* _Excerpts from pointing data_:
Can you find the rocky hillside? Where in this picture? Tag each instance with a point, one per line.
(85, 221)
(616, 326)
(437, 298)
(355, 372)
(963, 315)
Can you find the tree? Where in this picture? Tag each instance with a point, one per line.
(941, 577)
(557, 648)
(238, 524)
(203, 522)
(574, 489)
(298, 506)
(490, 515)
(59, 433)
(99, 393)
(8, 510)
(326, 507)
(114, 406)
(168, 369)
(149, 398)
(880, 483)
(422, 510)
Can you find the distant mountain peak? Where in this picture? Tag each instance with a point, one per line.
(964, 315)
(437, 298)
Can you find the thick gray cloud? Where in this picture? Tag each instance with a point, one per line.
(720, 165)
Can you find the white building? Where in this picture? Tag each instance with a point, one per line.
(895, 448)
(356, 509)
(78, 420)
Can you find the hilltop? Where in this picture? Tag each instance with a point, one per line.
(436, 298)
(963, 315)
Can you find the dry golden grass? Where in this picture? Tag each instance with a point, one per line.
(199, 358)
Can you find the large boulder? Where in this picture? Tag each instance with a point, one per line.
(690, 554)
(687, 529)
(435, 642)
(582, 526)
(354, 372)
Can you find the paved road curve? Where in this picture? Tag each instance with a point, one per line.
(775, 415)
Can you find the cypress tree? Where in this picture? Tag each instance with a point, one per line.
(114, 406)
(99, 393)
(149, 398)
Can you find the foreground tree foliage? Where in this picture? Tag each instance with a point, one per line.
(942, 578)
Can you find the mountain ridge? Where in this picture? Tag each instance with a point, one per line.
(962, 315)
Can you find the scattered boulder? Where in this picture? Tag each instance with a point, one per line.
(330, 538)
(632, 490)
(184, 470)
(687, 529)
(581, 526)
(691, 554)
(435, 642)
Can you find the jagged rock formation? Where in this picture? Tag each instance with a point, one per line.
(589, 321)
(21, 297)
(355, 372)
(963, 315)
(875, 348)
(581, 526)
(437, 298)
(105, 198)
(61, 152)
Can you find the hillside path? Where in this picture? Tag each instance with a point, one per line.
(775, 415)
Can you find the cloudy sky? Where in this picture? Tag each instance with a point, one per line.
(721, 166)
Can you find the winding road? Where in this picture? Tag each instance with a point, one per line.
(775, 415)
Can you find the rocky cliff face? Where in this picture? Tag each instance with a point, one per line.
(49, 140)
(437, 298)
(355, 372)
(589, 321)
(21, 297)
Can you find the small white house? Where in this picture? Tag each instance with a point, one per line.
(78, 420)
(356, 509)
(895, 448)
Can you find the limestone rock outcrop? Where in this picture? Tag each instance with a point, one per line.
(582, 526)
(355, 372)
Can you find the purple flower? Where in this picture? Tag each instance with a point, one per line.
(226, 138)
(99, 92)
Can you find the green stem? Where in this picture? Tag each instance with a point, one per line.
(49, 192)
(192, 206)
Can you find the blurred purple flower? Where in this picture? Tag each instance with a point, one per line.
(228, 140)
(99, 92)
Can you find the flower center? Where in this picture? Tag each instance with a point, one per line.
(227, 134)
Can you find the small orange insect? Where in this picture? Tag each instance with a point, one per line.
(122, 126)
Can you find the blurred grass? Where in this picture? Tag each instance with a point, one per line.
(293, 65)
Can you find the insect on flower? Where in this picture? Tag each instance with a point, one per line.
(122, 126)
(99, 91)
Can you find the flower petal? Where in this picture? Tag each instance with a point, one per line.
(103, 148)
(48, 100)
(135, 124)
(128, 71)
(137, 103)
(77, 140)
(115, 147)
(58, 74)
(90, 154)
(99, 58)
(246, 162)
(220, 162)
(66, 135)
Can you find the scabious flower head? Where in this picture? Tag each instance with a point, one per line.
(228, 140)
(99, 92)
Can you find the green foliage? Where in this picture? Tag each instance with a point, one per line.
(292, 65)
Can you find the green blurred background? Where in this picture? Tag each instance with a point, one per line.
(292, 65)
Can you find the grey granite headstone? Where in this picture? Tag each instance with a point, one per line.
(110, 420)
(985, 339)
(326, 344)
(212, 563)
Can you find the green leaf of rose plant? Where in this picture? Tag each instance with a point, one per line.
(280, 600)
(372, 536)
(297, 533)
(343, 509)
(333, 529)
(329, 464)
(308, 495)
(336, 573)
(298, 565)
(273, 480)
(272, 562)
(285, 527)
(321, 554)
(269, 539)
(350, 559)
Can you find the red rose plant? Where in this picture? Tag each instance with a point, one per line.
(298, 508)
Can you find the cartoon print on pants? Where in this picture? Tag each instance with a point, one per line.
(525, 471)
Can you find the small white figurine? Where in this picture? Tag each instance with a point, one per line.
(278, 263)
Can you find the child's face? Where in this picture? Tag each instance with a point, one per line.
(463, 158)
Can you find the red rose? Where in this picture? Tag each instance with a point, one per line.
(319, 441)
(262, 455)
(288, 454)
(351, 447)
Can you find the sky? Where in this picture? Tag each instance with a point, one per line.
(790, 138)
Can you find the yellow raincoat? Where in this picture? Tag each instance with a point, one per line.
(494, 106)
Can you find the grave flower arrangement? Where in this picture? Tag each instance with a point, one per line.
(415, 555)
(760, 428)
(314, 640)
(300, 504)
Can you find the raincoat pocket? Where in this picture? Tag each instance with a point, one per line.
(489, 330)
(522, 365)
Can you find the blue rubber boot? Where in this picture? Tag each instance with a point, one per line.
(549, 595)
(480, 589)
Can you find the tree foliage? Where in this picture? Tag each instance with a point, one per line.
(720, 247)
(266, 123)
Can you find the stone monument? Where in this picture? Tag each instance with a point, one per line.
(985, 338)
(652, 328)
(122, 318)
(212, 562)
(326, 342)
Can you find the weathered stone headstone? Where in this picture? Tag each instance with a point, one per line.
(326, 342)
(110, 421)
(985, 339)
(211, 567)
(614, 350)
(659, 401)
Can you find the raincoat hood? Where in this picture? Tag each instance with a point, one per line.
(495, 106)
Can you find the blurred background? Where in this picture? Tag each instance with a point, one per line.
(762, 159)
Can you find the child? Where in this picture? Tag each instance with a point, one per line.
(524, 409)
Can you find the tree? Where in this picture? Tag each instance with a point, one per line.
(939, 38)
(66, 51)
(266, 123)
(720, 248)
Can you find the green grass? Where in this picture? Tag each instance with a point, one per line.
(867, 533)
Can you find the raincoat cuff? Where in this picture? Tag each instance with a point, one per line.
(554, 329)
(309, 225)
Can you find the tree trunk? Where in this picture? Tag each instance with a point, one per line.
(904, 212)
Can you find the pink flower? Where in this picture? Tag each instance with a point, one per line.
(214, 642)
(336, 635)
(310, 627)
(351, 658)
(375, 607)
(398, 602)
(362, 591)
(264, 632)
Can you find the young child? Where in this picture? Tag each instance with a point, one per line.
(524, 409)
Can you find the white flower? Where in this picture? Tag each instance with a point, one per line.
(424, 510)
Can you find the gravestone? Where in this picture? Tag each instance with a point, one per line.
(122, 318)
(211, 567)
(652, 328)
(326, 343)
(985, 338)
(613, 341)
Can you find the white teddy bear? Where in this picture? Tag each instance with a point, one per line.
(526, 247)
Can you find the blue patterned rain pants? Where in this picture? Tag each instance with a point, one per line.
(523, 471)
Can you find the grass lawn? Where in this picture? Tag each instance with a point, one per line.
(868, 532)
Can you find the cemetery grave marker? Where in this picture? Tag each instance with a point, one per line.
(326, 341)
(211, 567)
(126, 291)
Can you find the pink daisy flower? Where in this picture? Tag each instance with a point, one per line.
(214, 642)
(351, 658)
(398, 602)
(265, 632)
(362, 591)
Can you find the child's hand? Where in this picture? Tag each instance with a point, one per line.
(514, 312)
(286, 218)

* _Written request_: Print the records word for word, covering the stretch from the line containing "Can you find the cemetery" through the end of the records, with both ends included.

* _Correct output_:
Can you find the cemetery grave marker? Where in this picture? Tag each instance with a point, one per line.
(326, 341)
(211, 567)
(126, 291)
Can you find the pink daisy flower? Where in this picture? Tag each instance with a point, one per line.
(214, 642)
(351, 658)
(398, 602)
(265, 632)
(362, 591)
Can you find the child's hand? Where in this picture? Tag each instance with a point, one per line.
(514, 312)
(286, 218)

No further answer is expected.